• _Exercise brief_
Copy out, unchanged, the records between the line holding "To accomplish the task, the agent needs to click the snow-capped" and the line holding "0 0 1345 353", inclusive.

──────────

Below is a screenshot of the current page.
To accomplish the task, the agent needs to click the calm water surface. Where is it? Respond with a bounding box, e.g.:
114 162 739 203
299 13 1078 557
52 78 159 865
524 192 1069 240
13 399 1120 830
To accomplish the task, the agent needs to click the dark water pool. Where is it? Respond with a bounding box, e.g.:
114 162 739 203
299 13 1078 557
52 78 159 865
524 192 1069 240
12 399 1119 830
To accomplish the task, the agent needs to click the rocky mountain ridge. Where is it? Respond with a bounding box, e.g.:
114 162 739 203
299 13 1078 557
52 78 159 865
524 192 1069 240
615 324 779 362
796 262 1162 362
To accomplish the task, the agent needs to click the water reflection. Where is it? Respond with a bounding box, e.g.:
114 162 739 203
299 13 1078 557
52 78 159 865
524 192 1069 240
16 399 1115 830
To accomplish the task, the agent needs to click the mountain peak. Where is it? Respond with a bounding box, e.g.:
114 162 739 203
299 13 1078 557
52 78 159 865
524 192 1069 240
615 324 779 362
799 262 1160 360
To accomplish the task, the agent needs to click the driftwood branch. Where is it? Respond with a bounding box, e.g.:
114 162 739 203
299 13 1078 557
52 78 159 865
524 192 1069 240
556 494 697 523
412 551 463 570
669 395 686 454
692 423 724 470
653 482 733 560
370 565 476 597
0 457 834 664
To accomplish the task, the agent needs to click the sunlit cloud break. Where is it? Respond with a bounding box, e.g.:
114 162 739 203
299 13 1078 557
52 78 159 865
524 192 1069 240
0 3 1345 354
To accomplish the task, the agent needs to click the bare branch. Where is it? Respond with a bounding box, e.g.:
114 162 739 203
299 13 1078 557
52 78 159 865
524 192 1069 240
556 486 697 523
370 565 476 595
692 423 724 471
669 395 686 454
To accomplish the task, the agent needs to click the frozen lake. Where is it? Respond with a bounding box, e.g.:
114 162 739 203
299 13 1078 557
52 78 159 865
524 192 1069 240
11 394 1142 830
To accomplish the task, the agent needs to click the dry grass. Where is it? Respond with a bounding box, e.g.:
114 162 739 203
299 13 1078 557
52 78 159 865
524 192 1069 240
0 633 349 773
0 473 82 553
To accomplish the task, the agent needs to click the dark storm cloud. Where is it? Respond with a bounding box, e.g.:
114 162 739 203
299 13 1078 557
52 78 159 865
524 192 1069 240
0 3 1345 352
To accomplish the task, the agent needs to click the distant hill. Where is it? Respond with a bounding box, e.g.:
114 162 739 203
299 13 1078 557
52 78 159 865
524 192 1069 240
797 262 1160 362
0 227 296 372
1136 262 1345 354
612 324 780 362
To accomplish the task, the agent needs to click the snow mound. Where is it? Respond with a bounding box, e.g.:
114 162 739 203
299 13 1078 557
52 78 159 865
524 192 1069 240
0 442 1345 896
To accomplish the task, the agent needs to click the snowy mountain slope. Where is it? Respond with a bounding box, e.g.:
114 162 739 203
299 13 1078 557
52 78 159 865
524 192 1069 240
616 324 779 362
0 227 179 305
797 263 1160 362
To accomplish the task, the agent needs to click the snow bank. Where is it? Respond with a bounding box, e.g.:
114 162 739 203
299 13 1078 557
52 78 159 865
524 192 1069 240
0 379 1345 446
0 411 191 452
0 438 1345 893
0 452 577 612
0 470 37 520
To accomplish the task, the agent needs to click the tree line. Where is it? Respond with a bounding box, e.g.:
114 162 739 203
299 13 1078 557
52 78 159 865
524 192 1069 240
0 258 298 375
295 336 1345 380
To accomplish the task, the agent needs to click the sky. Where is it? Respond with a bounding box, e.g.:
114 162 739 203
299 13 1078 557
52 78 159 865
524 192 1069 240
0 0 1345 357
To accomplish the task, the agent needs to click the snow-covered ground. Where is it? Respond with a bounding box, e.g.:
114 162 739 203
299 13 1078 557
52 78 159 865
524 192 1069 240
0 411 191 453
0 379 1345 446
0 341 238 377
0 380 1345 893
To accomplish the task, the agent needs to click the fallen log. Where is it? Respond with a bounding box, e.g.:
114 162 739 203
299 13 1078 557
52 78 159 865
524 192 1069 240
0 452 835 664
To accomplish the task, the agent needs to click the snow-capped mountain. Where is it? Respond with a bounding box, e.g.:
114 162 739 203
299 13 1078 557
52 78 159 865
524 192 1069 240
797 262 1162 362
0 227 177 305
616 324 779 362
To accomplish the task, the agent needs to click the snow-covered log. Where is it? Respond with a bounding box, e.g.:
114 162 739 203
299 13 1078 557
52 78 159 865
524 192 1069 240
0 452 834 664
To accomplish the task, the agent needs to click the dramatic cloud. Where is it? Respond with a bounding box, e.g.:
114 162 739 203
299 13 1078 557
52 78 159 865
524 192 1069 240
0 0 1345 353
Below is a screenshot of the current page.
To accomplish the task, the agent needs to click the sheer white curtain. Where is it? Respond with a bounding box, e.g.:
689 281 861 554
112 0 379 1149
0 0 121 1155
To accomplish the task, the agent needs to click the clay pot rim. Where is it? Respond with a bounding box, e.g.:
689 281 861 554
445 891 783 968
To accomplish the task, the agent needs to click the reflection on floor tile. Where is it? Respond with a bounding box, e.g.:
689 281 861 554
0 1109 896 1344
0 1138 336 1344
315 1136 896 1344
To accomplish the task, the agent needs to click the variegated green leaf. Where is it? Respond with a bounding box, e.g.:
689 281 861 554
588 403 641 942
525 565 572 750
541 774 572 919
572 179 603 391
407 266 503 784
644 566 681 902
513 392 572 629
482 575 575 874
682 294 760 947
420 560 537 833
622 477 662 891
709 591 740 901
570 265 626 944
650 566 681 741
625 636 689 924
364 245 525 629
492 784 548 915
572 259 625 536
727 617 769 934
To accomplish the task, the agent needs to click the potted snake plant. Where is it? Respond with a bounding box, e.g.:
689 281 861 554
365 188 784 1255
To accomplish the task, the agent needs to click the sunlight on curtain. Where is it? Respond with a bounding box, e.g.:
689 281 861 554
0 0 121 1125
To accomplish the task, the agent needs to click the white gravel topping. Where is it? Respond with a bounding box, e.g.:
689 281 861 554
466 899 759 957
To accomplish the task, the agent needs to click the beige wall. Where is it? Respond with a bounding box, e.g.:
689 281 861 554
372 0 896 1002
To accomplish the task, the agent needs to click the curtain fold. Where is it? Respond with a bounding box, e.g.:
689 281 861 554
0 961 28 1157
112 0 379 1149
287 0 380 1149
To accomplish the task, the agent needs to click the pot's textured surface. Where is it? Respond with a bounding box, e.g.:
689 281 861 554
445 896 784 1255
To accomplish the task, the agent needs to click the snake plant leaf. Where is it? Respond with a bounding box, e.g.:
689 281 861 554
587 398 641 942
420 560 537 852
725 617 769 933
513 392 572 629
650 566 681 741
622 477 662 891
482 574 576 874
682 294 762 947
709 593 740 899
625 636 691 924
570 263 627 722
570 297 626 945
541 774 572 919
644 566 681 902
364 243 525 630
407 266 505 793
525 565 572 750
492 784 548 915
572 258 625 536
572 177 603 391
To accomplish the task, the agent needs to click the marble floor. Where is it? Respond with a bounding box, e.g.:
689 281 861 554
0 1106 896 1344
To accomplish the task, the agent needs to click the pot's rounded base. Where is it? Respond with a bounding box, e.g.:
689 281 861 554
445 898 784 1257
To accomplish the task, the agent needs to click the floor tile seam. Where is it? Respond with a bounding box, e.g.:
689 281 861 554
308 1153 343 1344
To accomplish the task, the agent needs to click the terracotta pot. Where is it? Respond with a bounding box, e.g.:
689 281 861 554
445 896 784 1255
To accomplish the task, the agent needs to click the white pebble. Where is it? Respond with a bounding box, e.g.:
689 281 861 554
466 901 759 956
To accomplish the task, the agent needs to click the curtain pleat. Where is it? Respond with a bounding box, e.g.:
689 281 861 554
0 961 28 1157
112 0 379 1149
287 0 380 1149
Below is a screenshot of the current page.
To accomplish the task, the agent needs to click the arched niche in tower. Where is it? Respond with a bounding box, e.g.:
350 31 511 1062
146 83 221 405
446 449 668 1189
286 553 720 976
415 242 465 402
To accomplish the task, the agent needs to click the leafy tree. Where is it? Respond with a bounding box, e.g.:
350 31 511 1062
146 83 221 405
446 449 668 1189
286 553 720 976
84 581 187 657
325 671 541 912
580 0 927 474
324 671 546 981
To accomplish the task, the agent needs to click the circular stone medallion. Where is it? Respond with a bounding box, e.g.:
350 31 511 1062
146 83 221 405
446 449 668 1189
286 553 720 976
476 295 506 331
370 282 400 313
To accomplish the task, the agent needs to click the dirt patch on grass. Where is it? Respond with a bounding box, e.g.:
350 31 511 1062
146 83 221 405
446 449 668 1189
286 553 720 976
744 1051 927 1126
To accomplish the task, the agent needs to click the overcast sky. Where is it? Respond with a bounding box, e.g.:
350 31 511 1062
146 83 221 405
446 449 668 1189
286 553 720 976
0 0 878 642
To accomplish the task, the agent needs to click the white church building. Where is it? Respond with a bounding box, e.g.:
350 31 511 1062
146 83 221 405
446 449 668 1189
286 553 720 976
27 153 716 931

──────────

• _Answer_
To accomplish the task, the agent needs to click the snow-capped mountain. Where is it? Respond with a bounding box, e.g.:
114 162 739 203
299 13 1078 557
52 78 159 865
524 192 1069 240
797 262 1162 362
0 227 177 305
616 324 779 362
To accomplish the task, the agent needs to click the snow-covered log. Where is it? Respond with a bounding box, e.g.:
114 162 739 203
299 13 1078 557
52 78 159 865
524 192 1069 240
0 452 834 664
To accomplish the task, the agent needs to click the dramatic cloud. Where is it? Respond with a bounding box, e.g.:
114 162 739 203
299 13 1078 557
52 78 159 865
524 192 1069 240
0 0 1345 353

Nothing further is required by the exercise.